Provided records:
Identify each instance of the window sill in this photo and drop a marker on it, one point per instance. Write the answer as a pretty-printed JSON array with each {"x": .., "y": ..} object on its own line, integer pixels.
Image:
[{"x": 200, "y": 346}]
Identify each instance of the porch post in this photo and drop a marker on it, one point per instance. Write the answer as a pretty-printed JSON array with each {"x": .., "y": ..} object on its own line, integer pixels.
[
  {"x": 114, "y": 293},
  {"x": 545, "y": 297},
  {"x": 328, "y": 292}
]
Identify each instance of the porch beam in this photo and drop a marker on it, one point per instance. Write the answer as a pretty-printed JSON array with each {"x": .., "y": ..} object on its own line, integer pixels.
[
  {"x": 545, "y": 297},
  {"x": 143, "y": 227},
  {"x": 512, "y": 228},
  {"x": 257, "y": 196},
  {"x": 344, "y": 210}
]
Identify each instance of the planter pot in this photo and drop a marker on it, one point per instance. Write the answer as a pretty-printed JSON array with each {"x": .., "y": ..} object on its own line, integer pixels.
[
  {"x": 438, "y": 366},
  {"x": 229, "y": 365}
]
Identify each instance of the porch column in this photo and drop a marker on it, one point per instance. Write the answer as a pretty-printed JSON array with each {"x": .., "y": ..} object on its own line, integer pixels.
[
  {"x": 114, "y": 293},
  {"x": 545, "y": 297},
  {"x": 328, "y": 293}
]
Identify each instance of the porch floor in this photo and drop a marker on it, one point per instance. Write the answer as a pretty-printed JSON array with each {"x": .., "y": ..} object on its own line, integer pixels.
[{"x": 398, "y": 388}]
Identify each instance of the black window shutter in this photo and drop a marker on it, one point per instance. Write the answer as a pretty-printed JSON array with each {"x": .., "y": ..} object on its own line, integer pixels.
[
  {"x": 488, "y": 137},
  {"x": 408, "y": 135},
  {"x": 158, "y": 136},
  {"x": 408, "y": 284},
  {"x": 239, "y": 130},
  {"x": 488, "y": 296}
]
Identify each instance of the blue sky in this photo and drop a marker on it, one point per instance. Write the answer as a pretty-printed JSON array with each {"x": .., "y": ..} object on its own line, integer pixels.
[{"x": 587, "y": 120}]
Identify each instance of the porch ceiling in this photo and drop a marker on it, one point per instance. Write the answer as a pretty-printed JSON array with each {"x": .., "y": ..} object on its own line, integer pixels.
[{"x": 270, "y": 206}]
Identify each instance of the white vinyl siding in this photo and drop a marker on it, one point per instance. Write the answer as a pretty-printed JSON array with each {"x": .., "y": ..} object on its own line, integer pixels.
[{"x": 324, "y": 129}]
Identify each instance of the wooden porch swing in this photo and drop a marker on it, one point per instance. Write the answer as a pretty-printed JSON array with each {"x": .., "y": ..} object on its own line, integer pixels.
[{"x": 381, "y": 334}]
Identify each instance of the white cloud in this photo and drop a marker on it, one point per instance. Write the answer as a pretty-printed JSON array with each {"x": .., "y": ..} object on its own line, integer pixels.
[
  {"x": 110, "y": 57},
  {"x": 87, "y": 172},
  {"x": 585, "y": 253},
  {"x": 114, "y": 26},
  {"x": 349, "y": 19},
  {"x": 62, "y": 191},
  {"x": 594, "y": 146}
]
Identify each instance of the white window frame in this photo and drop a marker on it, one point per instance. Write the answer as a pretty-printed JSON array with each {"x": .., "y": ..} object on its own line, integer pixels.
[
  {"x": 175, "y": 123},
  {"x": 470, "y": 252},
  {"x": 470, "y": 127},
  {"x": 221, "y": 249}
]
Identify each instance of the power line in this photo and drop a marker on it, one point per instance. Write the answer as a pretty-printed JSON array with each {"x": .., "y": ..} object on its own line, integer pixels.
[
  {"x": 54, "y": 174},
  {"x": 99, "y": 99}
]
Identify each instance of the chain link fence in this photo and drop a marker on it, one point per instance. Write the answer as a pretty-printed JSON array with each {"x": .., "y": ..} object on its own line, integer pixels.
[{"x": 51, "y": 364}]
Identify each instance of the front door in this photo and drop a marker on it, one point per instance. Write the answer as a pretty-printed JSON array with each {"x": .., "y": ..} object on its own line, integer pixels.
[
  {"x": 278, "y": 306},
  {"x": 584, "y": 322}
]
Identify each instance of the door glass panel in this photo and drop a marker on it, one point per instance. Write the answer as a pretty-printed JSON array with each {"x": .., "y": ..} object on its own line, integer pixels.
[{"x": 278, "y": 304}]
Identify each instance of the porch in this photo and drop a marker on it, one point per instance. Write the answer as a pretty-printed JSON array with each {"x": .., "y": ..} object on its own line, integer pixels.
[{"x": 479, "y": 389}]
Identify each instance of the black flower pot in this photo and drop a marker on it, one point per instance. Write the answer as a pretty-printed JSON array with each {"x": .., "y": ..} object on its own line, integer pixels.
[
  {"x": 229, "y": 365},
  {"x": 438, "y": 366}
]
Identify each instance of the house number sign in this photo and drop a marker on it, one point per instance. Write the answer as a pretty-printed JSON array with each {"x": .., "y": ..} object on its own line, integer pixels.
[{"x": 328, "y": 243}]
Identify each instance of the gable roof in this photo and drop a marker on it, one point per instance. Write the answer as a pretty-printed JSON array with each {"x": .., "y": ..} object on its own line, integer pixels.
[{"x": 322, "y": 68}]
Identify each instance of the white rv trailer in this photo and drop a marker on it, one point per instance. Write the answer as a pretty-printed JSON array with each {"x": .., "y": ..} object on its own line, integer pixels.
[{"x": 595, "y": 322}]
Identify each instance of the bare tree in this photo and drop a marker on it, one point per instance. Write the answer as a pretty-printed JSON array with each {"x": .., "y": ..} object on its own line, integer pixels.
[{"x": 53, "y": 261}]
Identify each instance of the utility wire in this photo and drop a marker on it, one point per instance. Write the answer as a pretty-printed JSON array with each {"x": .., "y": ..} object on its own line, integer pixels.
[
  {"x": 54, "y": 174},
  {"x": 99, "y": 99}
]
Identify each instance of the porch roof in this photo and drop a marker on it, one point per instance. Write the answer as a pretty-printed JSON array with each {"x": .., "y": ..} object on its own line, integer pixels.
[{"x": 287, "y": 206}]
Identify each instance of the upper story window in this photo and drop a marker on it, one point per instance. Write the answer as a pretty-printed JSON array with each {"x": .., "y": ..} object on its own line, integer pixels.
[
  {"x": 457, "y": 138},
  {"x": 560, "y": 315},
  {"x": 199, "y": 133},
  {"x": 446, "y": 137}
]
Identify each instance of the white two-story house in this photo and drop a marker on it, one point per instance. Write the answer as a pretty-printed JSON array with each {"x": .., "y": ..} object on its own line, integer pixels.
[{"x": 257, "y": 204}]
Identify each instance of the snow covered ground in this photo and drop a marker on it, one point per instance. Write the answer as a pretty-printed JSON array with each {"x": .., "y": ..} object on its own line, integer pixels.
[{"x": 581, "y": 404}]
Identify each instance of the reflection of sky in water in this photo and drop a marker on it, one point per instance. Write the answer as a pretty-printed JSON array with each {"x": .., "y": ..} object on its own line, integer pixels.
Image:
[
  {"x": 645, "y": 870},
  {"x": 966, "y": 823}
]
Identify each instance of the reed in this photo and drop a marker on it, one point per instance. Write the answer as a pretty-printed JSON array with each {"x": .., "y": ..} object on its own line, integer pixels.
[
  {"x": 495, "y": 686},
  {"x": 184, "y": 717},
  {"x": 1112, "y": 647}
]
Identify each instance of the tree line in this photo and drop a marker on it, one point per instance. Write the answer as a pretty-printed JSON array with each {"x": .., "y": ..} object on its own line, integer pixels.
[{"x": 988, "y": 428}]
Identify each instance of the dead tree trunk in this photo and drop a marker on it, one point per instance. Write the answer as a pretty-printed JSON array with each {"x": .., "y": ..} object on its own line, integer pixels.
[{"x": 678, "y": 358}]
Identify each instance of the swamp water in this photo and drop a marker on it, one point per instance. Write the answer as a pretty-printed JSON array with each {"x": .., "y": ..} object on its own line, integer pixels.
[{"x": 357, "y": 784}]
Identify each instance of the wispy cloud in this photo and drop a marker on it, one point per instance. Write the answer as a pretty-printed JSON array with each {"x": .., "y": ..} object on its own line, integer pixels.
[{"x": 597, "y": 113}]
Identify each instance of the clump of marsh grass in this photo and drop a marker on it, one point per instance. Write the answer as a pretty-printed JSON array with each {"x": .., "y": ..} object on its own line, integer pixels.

Task instructions: Find "Identify each instance of the dead" in the data above, then repeat that line and all lines after it exactly, ending with the final line.

Output of the task:
Identify each instance of the dead tree trunk in this photo and drop a marker on it, one point per instance. Write the answer as a pretty-printed JSON array with each {"x": .., "y": ..} object on its own line, integer pixels.
[{"x": 678, "y": 358}]
Identify each instance of the swamp water in this photo and drop a marker on it, one point per instance. Write the answer as a pretty-printed JSON array with each {"x": .., "y": ..} object on its own line, integer pixels.
[{"x": 357, "y": 784}]
Identify each instance of the wispy cloud in this photo and drop a marker on it, one point per instance. Write the answer as a pretty-printed JSON array with each {"x": .., "y": ..} object on its own line, integer pixels.
[{"x": 597, "y": 113}]
Identify each instance of the clump of marsh grass in this photo and drop a marker on it, one point per instance. Write the answer as a pretty-printed JSON array with each {"x": .., "y": ..} object on its own line, integer pixels.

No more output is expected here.